• [Given problem]:
From the material that follows, pull out every line containing the string "below" and copy each one unchanged.

• [Material]:
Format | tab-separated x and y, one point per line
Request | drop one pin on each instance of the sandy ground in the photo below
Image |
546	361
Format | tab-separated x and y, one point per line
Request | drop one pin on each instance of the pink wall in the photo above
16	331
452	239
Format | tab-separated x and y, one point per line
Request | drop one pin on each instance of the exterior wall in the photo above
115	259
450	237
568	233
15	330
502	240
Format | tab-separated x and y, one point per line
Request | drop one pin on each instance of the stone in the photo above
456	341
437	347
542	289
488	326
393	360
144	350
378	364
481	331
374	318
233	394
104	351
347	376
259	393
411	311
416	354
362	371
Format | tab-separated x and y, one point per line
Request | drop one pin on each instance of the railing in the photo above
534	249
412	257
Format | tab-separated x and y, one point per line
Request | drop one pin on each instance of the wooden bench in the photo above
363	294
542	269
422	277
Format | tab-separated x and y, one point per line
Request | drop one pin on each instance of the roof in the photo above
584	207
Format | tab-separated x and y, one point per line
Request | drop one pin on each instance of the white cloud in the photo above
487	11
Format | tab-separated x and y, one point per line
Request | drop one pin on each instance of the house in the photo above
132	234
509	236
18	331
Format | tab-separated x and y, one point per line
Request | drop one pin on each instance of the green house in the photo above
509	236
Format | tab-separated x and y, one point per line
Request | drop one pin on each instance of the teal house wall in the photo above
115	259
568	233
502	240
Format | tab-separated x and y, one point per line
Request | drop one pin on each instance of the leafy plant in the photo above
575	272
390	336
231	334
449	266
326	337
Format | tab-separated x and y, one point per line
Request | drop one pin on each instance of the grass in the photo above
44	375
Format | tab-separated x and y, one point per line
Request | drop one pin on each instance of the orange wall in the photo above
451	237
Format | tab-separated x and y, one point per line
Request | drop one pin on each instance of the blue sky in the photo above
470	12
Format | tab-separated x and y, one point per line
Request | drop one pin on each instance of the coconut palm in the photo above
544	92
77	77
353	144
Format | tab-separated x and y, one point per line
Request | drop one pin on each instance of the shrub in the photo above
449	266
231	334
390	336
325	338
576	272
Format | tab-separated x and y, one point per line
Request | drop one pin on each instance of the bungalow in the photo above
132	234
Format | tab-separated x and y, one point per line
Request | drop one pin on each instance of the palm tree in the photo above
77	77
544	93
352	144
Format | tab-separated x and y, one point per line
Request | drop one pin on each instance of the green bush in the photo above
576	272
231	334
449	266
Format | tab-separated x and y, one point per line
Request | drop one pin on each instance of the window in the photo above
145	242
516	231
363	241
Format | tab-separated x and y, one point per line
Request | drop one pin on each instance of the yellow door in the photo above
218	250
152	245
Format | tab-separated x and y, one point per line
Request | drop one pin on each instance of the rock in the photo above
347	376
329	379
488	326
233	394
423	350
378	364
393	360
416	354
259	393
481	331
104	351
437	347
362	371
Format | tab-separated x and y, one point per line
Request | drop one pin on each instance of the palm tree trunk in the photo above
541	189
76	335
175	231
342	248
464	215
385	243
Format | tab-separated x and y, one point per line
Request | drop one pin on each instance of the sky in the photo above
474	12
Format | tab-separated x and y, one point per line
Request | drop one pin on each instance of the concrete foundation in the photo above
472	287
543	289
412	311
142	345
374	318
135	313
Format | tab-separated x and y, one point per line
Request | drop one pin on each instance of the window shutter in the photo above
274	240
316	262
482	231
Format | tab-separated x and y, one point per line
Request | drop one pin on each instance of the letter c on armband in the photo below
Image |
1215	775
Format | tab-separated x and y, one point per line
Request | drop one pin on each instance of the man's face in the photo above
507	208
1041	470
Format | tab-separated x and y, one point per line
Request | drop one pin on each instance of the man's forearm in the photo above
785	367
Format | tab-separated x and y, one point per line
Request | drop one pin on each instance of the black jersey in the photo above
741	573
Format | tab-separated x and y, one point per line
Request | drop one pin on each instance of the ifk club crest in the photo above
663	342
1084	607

• [Solution for this exercise]:
Request | drop one pin on each instance of the sandy ground in the photo below
Request | drop one pin on each instance of the letter c on armband in the photo below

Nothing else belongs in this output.